→ **About this exercise**: Work out how many lines in the data below contain "head", and state that count with nothing added.

******************************

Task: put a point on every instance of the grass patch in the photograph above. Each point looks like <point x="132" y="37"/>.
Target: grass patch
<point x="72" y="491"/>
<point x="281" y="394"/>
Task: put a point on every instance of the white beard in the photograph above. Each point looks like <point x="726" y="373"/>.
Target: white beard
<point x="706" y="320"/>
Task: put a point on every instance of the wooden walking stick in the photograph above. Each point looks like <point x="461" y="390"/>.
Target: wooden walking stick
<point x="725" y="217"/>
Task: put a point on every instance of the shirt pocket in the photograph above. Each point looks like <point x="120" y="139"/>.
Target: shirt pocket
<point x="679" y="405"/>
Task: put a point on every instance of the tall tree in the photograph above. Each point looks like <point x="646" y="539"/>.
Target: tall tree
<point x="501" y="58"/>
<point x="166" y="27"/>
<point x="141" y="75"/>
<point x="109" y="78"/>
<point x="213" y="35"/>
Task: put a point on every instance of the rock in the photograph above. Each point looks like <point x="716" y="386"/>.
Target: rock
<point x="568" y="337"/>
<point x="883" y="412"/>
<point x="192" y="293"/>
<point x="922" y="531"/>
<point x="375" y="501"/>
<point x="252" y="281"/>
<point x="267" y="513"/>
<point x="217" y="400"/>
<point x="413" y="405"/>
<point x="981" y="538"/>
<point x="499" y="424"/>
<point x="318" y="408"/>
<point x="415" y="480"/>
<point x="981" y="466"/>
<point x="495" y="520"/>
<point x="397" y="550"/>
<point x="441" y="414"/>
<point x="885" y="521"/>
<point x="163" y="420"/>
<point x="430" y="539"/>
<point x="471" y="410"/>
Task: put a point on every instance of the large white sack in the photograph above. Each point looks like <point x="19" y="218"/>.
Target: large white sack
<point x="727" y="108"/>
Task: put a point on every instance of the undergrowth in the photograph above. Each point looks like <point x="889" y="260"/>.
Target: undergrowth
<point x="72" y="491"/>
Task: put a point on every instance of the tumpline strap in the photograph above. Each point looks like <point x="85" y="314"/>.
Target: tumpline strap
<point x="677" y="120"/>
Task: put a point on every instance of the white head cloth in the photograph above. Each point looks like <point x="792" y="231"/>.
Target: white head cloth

******************************

→ **Answer space**: 2